* **Aim of the task**:
Copy every line of the material below with no changes.

* **Material provided**:
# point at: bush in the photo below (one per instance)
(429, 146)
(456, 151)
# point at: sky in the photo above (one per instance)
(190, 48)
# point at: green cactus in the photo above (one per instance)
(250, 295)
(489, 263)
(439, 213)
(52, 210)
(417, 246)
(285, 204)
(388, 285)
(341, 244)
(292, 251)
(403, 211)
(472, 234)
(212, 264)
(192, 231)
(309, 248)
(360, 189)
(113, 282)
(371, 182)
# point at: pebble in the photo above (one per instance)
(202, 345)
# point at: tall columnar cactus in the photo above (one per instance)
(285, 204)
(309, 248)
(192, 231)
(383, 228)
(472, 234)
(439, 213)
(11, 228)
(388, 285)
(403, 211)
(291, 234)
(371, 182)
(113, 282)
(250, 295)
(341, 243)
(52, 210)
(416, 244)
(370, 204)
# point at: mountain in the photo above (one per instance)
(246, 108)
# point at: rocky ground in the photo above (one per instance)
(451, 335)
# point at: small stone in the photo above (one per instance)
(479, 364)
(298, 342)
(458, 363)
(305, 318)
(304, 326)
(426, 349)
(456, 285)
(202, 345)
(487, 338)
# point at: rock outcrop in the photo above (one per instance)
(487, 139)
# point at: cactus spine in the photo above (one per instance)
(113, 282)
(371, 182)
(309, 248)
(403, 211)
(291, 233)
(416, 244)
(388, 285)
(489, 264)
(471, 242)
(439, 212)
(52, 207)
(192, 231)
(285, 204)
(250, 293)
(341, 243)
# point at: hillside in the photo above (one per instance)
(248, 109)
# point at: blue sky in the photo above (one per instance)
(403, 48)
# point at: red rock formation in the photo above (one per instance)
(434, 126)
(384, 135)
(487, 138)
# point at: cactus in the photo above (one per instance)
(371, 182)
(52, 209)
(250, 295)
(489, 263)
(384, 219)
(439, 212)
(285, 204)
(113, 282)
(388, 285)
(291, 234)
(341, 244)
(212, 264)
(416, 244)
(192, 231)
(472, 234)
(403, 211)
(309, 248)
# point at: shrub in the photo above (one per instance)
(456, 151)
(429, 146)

* **Worked answer**:
# point at: bush in the photo below (one per instance)
(429, 146)
(456, 151)
# point at: sky in the photo above (one per instance)
(190, 48)
# point at: green cactus in the photo above (one per instance)
(250, 295)
(489, 263)
(439, 213)
(52, 210)
(417, 246)
(285, 204)
(388, 285)
(341, 244)
(292, 251)
(403, 211)
(472, 234)
(212, 264)
(192, 231)
(309, 248)
(360, 189)
(113, 282)
(371, 182)
# point at: pebble in the photo above (one per instance)
(202, 345)
# point at: tall columnar cactus in the photo above (one per instance)
(285, 204)
(309, 248)
(192, 231)
(383, 228)
(472, 234)
(439, 213)
(11, 228)
(388, 285)
(403, 211)
(291, 234)
(371, 182)
(113, 282)
(250, 295)
(341, 243)
(52, 210)
(416, 244)
(370, 204)
# point at: mountain in the photo above (one per instance)
(246, 108)
# point at: rocky ground in the photo above (one per instance)
(451, 335)
# point at: small stone in the photo above (one per instance)
(479, 364)
(298, 342)
(458, 363)
(305, 318)
(304, 326)
(426, 349)
(456, 285)
(202, 345)
(487, 338)
# point at: rock outcrop in the photo above (one per instance)
(487, 139)
# point at: cactus spine in the photo above (one per instance)
(113, 282)
(371, 182)
(309, 248)
(403, 211)
(291, 233)
(416, 244)
(388, 285)
(489, 264)
(471, 242)
(439, 212)
(52, 207)
(192, 231)
(285, 204)
(250, 293)
(341, 243)
# point at: hillside in the photo above (one per instance)
(248, 109)
# point at: blue sky in the photo above (one per instance)
(403, 48)
# point at: red rock formation in the photo above (one per instance)
(434, 126)
(384, 135)
(487, 138)
# point at: cactus in the photo above (one per instance)
(371, 182)
(52, 209)
(250, 295)
(489, 263)
(384, 219)
(439, 212)
(285, 204)
(113, 282)
(388, 285)
(291, 234)
(341, 244)
(212, 264)
(416, 244)
(192, 231)
(472, 234)
(403, 211)
(309, 248)
# point at: shrub in the photo above (one per instance)
(456, 151)
(429, 146)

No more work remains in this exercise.